→ **Task instructions**
1. List every distinct .rds file name that appears in the excerpt on the multinomial model.
2. Summarize the excerpt on the multinomial model in two sentences.
3. In the excerpt on the multinomial model, rewrite the part starting with "The accuracy is not" and going on through "maxit = 1000)", renaming "cars_train" to "train_set".

→ **Selected excerpt**
____________

As we can see in the above graph and table, there are not a lot of levels predicted with the level secure, this is one of the consequences of working with imbalanced data.

Most of the cars were predicted as risky, 228.513 cars.

Below we can find a table in order to compare the result on the test sample:

	neutral	risky	secure
neutral	39401	22588	7976
risky	57423	141773	29317
secure	242	436	843

In the table we can see that the risky level falls from 228.513 to 141.773. This is because only 141.773 risky cars were properly predicted, and the rest of the cars have other levels, 57.423 neutral and 29.317 secure.

Finally, we will apply the function accuracy_multinom in order to see the different measures of accuracy of our model:

accuracy	balanced_accuracy	balanced_correctly_predicted
60.67254	42.94378	57.92697

Below there is the ROC measure:

Multiclass.ROC
0.68041

The accuracy is not really high, however the balance accuracy is penalized by the fact of having an imbalanced data.

We will see if the accuracy is reduced a lot when considering the feature make:

set.seed(16)
mlr_multinomial_sel <- multinom(symboling ~ .,
                    data = cars_train %>% 
                      dplyr::select(-make),
                      maxit = 1000)
saveRDS(mlr_multinomial_sel, "mlr_multinomial_sel.rds")

mlr_multinomial_sel <- readRDS("mlr_multinomial_sel.rds")
data.frame(Residual.Deviance = round(mlr_multinomial_sel[["deviance"]], 2), AIC = 
             round(mlr_multinomial_sel[["AIC"]], 2)) %>%
  kable(align = "l",digits = 2)

Residual.Deviance	AIC
1778282	1778462

As we can see AIC and residual deviance increases in comparison with the model with make.

set.seed(16)
mlr_multinomial_sel_fitted <- predict(mlr_multinomial_sel,
                              cars_test)
saveRDS(mlr_multinomial_sel_fitted, "mlr_multinomial_sel_fitted.rds")

set.seed(16)
mlr_multinomial_sel_fitted_prob <- predict(mlr_multinomial_sel,
                              cars_test,
                              type= "prob")
saveRDS(mlr_multinomial_sel_fitted_prob, "mlr_multinomial_sel_fitted_prob.rds")

____________

→ **Records of labeled boxes**
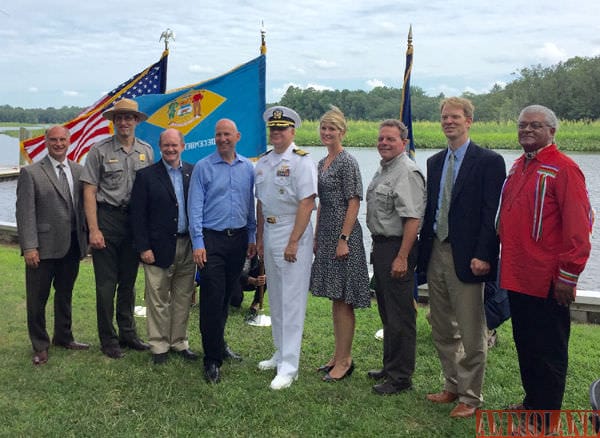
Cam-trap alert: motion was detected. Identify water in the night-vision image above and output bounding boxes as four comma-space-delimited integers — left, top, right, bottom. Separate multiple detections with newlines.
0, 146, 600, 291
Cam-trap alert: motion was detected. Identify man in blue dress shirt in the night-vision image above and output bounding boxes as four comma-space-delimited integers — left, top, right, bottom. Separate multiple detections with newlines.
188, 119, 256, 383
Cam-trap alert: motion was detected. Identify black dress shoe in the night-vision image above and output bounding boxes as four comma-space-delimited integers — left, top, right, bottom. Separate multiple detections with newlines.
373, 379, 412, 395
317, 364, 335, 373
152, 352, 169, 365
119, 338, 150, 351
177, 348, 199, 362
367, 369, 385, 380
31, 350, 48, 365
204, 363, 221, 383
223, 344, 242, 362
322, 362, 354, 382
52, 341, 90, 350
102, 345, 125, 359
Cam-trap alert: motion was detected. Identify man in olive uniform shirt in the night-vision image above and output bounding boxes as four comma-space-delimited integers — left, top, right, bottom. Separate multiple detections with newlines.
81, 99, 154, 359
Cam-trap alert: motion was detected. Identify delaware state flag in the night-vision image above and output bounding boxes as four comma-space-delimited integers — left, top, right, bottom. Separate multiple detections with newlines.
135, 55, 267, 163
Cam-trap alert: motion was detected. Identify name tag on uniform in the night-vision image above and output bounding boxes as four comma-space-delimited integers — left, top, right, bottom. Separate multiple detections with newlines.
277, 165, 290, 176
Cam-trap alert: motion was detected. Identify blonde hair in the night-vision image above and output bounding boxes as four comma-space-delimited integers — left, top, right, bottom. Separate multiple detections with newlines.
440, 97, 475, 119
319, 105, 348, 134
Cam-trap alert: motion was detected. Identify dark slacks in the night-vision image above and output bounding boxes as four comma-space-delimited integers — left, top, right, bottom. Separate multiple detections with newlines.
25, 233, 80, 351
92, 205, 140, 347
373, 238, 417, 384
199, 229, 248, 366
508, 291, 571, 409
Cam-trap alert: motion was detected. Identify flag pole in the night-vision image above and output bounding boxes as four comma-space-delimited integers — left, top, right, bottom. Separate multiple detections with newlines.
260, 21, 267, 55
400, 24, 415, 160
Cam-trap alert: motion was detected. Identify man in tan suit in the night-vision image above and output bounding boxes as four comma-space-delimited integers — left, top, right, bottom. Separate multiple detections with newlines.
16, 126, 89, 365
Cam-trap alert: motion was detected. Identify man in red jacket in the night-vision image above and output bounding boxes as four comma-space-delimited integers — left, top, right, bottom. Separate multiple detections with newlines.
498, 105, 592, 420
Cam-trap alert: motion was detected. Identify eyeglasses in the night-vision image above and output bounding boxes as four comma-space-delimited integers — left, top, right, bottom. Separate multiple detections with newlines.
114, 114, 135, 122
517, 122, 550, 131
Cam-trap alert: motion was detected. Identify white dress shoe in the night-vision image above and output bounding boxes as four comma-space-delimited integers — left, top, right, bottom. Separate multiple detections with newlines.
271, 374, 298, 390
258, 358, 277, 371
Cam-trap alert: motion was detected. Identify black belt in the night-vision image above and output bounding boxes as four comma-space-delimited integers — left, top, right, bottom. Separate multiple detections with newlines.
98, 202, 129, 214
202, 227, 248, 237
371, 234, 402, 243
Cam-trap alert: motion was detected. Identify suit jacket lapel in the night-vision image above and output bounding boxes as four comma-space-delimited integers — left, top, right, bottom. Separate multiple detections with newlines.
181, 162, 194, 201
40, 155, 68, 202
156, 160, 177, 201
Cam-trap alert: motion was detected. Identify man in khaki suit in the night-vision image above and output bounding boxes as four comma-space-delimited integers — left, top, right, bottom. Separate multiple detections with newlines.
16, 126, 89, 365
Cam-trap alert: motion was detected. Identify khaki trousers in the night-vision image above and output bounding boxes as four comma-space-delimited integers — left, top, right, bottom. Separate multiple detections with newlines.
427, 238, 487, 407
144, 237, 196, 354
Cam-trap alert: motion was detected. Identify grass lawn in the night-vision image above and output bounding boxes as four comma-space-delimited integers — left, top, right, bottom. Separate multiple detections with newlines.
0, 245, 600, 437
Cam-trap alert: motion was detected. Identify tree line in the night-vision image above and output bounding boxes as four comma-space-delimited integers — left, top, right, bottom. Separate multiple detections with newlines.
0, 105, 84, 124
279, 56, 600, 122
0, 56, 600, 124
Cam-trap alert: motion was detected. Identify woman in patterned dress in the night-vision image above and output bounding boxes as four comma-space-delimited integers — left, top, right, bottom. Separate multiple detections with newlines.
311, 106, 370, 381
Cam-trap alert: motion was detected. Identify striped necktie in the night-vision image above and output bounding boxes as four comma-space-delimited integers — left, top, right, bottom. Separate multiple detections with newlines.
56, 163, 75, 228
436, 152, 454, 242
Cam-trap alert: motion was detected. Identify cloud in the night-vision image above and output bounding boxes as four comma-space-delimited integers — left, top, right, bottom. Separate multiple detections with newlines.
366, 79, 385, 89
304, 84, 335, 91
536, 43, 567, 64
314, 59, 337, 70
290, 65, 306, 75
267, 82, 335, 102
188, 64, 213, 73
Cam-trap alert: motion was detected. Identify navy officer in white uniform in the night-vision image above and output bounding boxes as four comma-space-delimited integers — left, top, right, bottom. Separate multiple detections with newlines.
255, 106, 317, 390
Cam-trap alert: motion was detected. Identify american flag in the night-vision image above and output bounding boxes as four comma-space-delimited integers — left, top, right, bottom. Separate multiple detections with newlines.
21, 50, 169, 163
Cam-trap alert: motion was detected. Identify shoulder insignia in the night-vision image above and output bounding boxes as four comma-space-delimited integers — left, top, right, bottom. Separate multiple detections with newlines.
294, 149, 308, 157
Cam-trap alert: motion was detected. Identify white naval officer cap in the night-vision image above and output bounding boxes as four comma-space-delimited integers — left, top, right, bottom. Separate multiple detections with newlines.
263, 105, 302, 128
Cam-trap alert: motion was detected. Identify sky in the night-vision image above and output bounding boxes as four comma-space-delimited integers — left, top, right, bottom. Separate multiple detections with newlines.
0, 0, 600, 108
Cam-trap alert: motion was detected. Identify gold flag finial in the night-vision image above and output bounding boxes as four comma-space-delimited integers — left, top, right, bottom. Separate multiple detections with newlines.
158, 27, 175, 50
260, 21, 267, 55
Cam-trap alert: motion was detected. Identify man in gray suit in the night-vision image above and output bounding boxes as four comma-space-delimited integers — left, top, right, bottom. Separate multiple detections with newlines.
16, 126, 89, 365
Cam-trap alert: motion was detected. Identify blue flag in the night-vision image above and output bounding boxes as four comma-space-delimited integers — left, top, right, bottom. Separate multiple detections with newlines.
135, 55, 267, 163
400, 26, 415, 160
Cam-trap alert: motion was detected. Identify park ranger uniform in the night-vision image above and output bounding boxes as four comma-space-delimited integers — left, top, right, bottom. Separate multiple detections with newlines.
255, 143, 317, 378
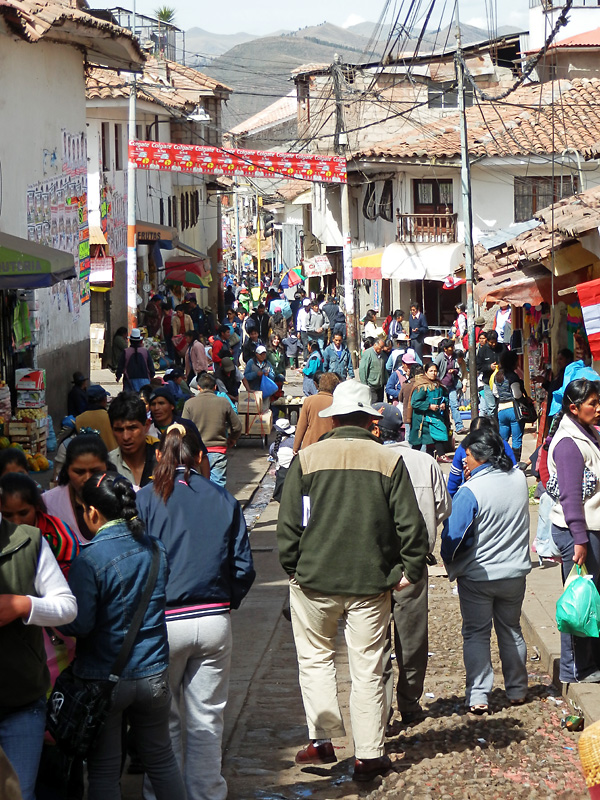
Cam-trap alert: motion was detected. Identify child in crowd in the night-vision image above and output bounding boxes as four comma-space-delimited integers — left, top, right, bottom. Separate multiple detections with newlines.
281, 326, 302, 369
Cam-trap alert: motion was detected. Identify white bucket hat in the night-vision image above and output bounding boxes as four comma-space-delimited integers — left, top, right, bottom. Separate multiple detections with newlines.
319, 379, 382, 418
275, 419, 296, 436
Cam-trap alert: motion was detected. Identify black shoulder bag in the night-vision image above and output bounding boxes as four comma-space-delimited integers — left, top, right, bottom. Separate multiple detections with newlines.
46, 541, 160, 758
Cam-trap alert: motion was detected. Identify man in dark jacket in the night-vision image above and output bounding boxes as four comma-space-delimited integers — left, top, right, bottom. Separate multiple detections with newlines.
277, 380, 429, 781
477, 331, 506, 417
250, 303, 269, 342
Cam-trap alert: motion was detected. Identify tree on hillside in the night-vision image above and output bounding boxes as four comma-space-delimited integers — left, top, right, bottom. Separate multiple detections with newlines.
154, 6, 176, 25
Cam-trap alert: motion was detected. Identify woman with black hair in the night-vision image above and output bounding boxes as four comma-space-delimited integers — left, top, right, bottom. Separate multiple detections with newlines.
492, 350, 525, 461
135, 424, 255, 800
60, 472, 185, 800
448, 417, 517, 497
546, 378, 600, 683
44, 433, 112, 542
441, 426, 531, 714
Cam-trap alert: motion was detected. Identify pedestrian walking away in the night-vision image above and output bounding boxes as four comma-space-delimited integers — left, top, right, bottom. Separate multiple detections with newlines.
323, 333, 354, 381
277, 380, 429, 781
115, 328, 154, 392
182, 373, 242, 488
294, 372, 340, 453
433, 339, 465, 433
546, 378, 600, 683
408, 303, 429, 359
441, 427, 531, 714
137, 428, 255, 800
358, 337, 387, 403
373, 403, 452, 725
59, 472, 185, 800
408, 364, 452, 463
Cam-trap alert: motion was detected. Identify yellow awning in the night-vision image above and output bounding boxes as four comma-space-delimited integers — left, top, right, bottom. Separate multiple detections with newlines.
90, 225, 108, 245
352, 247, 385, 281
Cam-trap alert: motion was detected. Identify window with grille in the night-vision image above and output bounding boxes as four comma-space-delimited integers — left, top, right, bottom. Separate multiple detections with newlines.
514, 175, 579, 222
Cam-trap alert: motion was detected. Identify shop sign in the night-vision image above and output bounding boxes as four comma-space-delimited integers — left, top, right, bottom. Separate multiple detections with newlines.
90, 256, 115, 284
302, 256, 333, 278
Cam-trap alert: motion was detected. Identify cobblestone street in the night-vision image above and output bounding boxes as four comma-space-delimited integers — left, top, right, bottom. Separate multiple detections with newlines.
225, 536, 587, 800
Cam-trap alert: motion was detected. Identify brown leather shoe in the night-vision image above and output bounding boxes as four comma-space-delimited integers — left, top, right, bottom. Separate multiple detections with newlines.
352, 756, 392, 781
296, 742, 337, 764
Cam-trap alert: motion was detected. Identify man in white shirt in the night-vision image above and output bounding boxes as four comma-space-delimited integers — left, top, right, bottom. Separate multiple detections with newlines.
372, 403, 452, 725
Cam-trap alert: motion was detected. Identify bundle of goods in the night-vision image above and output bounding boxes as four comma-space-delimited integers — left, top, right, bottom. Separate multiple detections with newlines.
238, 389, 273, 438
10, 369, 50, 456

____________

→ **Correct answers**
1.
mlr_multinomial_sel.rds
mlr_multinomial_sel_fitted.rds
mlr_multinomial_sel_fitted_prob.rds

2. Most cars were predicted as risky (228.513), but only 141.773 of them were properly predicted, and the model scored 60.67254 accuracy, 42.94378 balanced accuracy and a multiclass ROC of 0.68041, with the balanced accuracy penalized by the imbalanced data. A model fitted without the feature make showed higher AIC and residual deviance than the model with make.

3.
The accuracy is not really high, however the balance accuracy is penalized by the fact of having an imbalanced data.

We will see if the accuracy is reduced a lot when considering the feature make:

set.seed(16)
mlr_multinomial_sel <- multinom(symboling ~ .,
                    data = train_set %>% 
                      dplyr::select(-make),
                      maxit = 1000)